Text shown »
Breakfast for Supper - Migas!

| July 29, 2010 | 0 Comments

“Migas in the morning, migas in the evening, migas at suppertime. Be my little miga and love me all the time.” 

Miga - Spanish for crumb. Be my little “crumb”? Miga as a term of endearment? Why not? ¡Venido a mí, mi miga pequeña!  

A perfect weekend morning in Texas would begin at your favorite Tex-Mex café, waiting in line for a table to enjoy some migas, a soul-satisfying scramble of corn tortillas, onions, chiles, cheese and eggs. Every restaurant and cook has their own version. Tomatoes and avocados are often included. 

Austin, Texas is the self-proclaimed Migas Capitol of the Southwest and is certainly deserving of that smug claim. I have warm memories of lingering over a brunch of migas and aguas frescas or ice-cold cervezas with dear friends in Austin, and I depend on them to lead me to the best table in town. 

Though not as Tex-Mex trendy as Austin, Fort Worth can hold its own with a sizable share of Tex-Mex cocinas. Leading the pack would have to be Joe T. Garcia’s on the north side near the stockyards. I have early memories of having to walk through the kitchen to get to the larger dining room. There were only a handful of tables in the small store-front dining room, and the kitchen was situated between that and the larger room.

[Saved data entries]
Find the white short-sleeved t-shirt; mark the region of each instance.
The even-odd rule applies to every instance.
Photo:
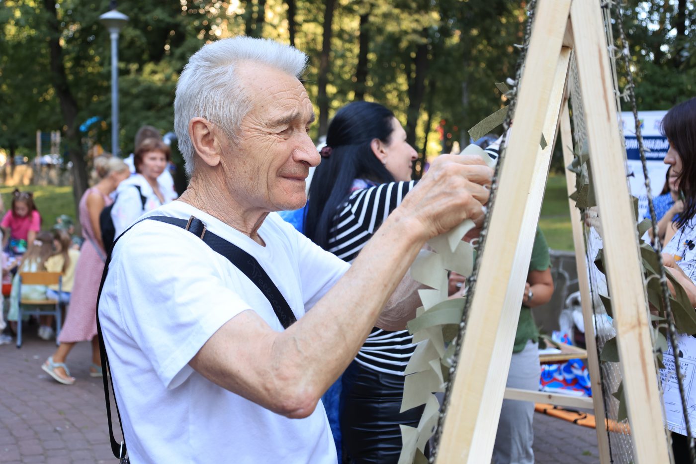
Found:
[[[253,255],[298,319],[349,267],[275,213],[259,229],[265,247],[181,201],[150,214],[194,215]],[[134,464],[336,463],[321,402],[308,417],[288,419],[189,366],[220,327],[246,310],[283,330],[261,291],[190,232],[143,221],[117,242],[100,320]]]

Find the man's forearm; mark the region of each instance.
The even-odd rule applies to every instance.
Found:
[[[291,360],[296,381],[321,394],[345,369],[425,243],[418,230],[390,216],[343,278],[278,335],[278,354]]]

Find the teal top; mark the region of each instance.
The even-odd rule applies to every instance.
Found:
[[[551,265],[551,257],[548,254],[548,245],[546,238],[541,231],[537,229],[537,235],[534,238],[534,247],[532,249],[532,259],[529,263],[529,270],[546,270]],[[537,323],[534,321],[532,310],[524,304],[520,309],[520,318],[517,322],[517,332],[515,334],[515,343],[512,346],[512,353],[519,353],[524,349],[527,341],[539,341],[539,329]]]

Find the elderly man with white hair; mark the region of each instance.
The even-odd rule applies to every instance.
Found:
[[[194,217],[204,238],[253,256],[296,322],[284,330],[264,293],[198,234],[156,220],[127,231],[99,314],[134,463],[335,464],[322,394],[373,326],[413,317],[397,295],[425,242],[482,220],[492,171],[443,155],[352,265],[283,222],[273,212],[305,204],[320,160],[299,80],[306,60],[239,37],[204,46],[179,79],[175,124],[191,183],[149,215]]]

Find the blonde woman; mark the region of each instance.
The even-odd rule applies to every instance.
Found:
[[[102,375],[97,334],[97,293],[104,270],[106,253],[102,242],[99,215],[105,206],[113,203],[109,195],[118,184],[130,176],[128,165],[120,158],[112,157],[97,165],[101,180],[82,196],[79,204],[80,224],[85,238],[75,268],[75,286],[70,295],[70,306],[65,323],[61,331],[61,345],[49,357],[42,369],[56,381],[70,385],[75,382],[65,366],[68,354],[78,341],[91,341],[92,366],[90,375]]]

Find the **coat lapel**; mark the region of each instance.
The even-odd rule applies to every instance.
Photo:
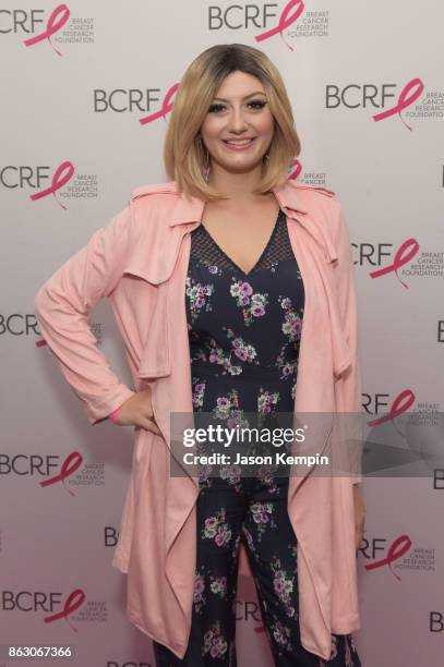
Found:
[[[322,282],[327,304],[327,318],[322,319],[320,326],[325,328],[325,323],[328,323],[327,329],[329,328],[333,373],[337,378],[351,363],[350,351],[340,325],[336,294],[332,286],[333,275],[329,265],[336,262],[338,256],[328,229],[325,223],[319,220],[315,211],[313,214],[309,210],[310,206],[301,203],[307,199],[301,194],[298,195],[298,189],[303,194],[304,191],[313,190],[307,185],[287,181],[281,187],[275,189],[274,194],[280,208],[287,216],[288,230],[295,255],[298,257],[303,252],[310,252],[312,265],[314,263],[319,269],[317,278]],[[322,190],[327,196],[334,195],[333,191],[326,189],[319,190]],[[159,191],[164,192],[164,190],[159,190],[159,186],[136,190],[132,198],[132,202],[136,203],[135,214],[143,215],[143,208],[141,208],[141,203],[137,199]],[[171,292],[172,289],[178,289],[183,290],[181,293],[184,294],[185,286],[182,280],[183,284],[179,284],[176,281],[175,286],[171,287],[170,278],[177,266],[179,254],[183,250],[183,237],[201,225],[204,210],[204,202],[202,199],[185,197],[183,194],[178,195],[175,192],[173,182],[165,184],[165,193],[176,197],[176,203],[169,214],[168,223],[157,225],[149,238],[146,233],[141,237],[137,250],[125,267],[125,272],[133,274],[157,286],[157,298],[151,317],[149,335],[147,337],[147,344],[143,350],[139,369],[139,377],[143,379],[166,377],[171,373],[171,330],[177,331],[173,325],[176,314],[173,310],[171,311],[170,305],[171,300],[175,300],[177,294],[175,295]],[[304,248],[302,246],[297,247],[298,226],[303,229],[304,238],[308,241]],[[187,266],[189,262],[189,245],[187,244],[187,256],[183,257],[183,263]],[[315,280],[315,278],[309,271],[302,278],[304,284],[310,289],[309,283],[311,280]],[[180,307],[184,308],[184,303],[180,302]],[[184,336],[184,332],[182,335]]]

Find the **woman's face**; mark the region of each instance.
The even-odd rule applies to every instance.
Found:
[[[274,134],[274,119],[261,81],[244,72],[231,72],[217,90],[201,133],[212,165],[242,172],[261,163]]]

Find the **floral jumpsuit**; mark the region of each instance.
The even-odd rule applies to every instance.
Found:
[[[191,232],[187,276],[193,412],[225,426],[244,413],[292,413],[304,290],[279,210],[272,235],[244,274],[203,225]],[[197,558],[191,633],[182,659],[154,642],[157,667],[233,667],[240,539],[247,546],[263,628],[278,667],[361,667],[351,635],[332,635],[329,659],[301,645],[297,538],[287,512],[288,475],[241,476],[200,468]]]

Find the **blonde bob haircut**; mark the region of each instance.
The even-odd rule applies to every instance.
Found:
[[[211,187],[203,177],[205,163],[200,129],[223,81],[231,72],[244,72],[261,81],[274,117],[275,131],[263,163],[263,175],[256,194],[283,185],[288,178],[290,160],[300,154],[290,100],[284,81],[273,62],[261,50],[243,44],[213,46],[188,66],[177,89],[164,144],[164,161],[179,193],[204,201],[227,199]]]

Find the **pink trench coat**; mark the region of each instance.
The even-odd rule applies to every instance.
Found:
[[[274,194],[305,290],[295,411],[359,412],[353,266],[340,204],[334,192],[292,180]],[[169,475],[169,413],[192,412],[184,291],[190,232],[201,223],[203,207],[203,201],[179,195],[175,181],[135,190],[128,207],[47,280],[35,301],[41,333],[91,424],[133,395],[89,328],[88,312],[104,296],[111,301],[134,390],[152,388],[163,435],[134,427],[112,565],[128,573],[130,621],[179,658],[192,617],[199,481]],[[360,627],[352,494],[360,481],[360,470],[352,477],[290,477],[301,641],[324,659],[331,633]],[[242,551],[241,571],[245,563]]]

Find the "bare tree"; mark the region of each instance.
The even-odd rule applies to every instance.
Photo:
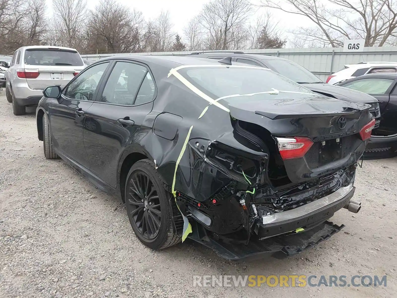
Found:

Exercise tasks »
**a)** Answer these questions about the migas post:
(i) What does "miga" mean in Spanish?
(ii) Which city is called the self-proclaimed Migas Capitol of the Southwest?
(iii) Where is Joe T. Garcia's located?
**b)** Output the migas post's text, everything from "A perfect weekend" down to "avocados are often included.".

Solved problems »
**a)**
(i) Crumb.
(ii) Austin, Texas.
(iii) On the north side near the stockyards in Fort Worth.

**b)**
A perfect weekend morning in Texas would begin at your favorite Tex-Mex café, waiting in line for a table to enjoy some migas, a soul-satisfying scramble of corn tortillas, onions, chiles, cheese and eggs. Every restaurant and cook has their own version. Tomatoes and avocados are often included.